**What to work on**
Turn the lines below into a numbered list, skipping any blank lines and leaving out the pictures.

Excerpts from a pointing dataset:
◇ ◇ ◇

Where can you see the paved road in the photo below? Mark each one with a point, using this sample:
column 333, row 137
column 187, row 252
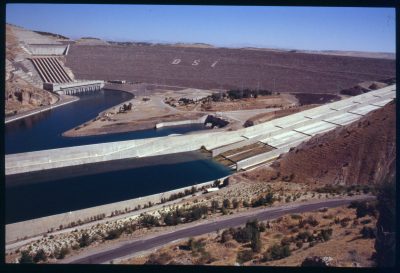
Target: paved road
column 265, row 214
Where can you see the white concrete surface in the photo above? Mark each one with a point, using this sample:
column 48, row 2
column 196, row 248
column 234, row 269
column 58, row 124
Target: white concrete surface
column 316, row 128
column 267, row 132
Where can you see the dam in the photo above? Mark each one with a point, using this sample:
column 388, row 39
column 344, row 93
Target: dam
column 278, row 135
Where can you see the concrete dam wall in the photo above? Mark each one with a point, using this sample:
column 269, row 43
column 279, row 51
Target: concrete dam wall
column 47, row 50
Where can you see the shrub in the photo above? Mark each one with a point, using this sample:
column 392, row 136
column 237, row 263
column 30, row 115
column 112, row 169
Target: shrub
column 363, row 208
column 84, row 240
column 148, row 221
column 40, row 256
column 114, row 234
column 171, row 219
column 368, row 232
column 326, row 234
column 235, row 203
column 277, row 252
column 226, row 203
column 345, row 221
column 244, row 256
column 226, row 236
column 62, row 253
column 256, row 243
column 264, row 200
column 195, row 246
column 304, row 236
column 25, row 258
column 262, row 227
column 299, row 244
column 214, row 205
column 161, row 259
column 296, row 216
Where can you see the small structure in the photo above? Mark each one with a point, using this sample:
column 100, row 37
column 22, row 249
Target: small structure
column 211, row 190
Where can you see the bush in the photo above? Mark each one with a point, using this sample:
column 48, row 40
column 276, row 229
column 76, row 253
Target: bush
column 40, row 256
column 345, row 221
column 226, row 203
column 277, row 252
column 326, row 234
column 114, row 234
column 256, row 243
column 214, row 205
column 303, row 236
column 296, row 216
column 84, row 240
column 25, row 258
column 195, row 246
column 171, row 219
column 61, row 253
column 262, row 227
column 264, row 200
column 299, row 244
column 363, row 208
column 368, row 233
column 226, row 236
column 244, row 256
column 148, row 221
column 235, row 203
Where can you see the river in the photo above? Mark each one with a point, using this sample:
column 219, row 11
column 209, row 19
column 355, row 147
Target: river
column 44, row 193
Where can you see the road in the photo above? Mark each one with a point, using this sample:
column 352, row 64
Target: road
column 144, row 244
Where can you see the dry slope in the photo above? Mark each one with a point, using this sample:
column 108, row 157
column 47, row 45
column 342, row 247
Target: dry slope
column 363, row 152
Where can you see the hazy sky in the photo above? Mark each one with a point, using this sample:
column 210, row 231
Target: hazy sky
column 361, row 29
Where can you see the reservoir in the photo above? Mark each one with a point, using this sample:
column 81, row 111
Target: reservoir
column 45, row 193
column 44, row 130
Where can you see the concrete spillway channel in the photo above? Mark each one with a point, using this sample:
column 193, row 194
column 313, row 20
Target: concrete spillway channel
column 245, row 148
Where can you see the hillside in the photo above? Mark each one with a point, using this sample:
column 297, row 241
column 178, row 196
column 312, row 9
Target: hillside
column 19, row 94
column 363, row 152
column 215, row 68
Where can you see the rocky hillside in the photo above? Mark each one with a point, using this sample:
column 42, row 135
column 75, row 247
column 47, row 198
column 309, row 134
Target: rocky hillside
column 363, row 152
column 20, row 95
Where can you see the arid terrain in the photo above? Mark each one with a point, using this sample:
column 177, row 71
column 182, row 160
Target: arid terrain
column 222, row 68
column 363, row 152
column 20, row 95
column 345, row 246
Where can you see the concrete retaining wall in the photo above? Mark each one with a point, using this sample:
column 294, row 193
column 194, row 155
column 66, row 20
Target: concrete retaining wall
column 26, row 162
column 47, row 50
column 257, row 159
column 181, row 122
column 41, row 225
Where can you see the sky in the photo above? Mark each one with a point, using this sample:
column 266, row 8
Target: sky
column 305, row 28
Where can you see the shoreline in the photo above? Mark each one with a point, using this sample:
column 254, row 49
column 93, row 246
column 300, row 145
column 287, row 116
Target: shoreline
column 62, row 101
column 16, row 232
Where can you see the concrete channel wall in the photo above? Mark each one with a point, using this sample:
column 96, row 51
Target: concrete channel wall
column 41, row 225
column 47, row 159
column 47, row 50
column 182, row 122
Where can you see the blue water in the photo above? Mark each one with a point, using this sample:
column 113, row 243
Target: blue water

◇ ◇ ◇

**The reply**
1. Where can you see the paved road in the photo below? Mark each one with a point, using this sample:
2. column 333, row 137
3. column 187, row 252
4. Target: paved road
5. column 265, row 214
6. Where can you see the white concrete surface in the photo above? Mark each one with a point, using this sample:
7. column 48, row 2
8. column 196, row 248
9. column 234, row 269
10. column 58, row 124
11. Target: white concrete surface
12. column 316, row 128
13. column 267, row 132
14. Where can you see the dam in the photo above? Mark each one with a point, using this sample:
15. column 388, row 39
16. column 344, row 93
17. Target: dam
18. column 278, row 135
19. Where can you see the concrete dam wall in the photo above? Mark each one with a point, using this sample:
20. column 269, row 43
21. column 279, row 51
22. Target: concrete dam wall
23. column 47, row 50
24. Where can you see the shrub in the photo above? Mark each one with a point, using this sample:
25. column 392, row 136
26. column 237, row 263
27. column 30, row 115
28. column 112, row 169
29. Target: shrub
30. column 363, row 208
31. column 84, row 240
32. column 148, row 221
33. column 40, row 256
34. column 114, row 234
35. column 171, row 219
36. column 368, row 232
37. column 326, row 234
38. column 235, row 203
39. column 277, row 252
40. column 226, row 203
41. column 345, row 221
42. column 244, row 256
43. column 226, row 236
44. column 62, row 253
45. column 256, row 243
46. column 264, row 200
47. column 195, row 246
48. column 304, row 236
49. column 25, row 258
50. column 262, row 227
51. column 299, row 244
52. column 214, row 205
53. column 161, row 259
54. column 296, row 216
55. Where can you see the small structure in the photo above? Mark each one with a point, using this sample:
56. column 100, row 37
57. column 22, row 249
58. Target: small structure
59. column 211, row 190
60. Where can you see the bush in the photo above? Mark each one with a point, using this sample:
61. column 48, row 40
62. column 276, row 229
63. column 76, row 253
64. Target: bush
65. column 40, row 256
66. column 345, row 221
67. column 226, row 203
68. column 277, row 252
69. column 326, row 234
70. column 114, row 234
71. column 256, row 243
72. column 214, row 205
73. column 303, row 236
74. column 296, row 216
75. column 84, row 240
76. column 25, row 258
77. column 195, row 246
78. column 171, row 219
79. column 61, row 253
80. column 262, row 227
81. column 264, row 200
82. column 299, row 244
83. column 363, row 208
84. column 368, row 233
85. column 226, row 236
86. column 244, row 256
87. column 148, row 221
88. column 235, row 203
89. Where can you see the river in the photo above? Mark each one with a point, using this sample:
90. column 219, row 11
91. column 209, row 19
92. column 355, row 147
93. Target: river
94. column 44, row 193
95. Where can you see the road in the photo above? Mark each one with a point, using this sample:
96. column 352, row 64
97. Target: road
98. column 144, row 244
99. Where can you see the dry slope in the photo above? Mark each one with a point, using this sample:
100. column 108, row 157
101. column 47, row 45
102. column 342, row 247
103. Target: dry slope
104. column 363, row 152
105. Where can you see the hazy sky in the photo above? Mark each one with a point, using this sample:
106. column 210, row 231
107. Target: hazy sky
108. column 361, row 29
109. Where can you see the reservoir in the photo above? Mark each one with a point, using this sample:
110. column 81, row 111
111. Target: reservoir
112. column 45, row 193
113. column 44, row 130
114. Where can you see the concrete spillway channel in the photo above? Mark each one with a point, using this sample:
115. column 193, row 194
116. column 313, row 20
117. Target: concrete spillway channel
118. column 245, row 148
119. Where can you see the hillside in the photo above? Mark each one with a point, using this sample:
120. column 297, row 241
121. column 178, row 196
122. column 312, row 9
123. Target: hillside
124. column 19, row 94
125. column 363, row 152
126. column 215, row 68
127. Where can you see the rocky hillside in the photo above? Mark each one with a point, using this sample:
128. column 42, row 135
129. column 75, row 247
130. column 47, row 198
131. column 309, row 134
132. Target: rocky hillside
133. column 363, row 152
134. column 20, row 95
135. Where can you see the arid terrain in the photo above? Mark each one with a point, using this sample:
136. column 177, row 71
137. column 182, row 160
138. Target: arid terrain
139. column 222, row 68
140. column 363, row 152
141. column 20, row 95
142. column 345, row 246
143. Where can you see the concrete retaining wall in the photo above? Mark each one with a point, using this sample:
144. column 294, row 193
145. column 194, row 155
146. column 66, row 20
147. Target: concrete retaining wall
148. column 26, row 162
149. column 47, row 50
150. column 257, row 159
151. column 181, row 122
152. column 41, row 225
153. Where can you see the sky in the photo above? Mark each one with a point, using this sample:
154. column 266, row 8
155. Target: sky
156. column 305, row 28
157. Where can you see the shoreline in the photo above? Mark each one with a point, using this sample:
158. column 254, row 49
159. column 93, row 246
160. column 300, row 145
161. column 287, row 116
162. Target: shoreline
163. column 62, row 101
164. column 16, row 232
165. Where can you see the concrete channel wall in the photo above? Mark each one with a point, using this sample:
166. column 96, row 51
167. Target: concrete channel wall
168. column 41, row 225
169. column 47, row 159
170. column 47, row 50
171. column 182, row 122
172. Where can you see the blue water in the photo above? Mark each one with a point, using this sample:
173. column 113, row 243
174. Target: blue water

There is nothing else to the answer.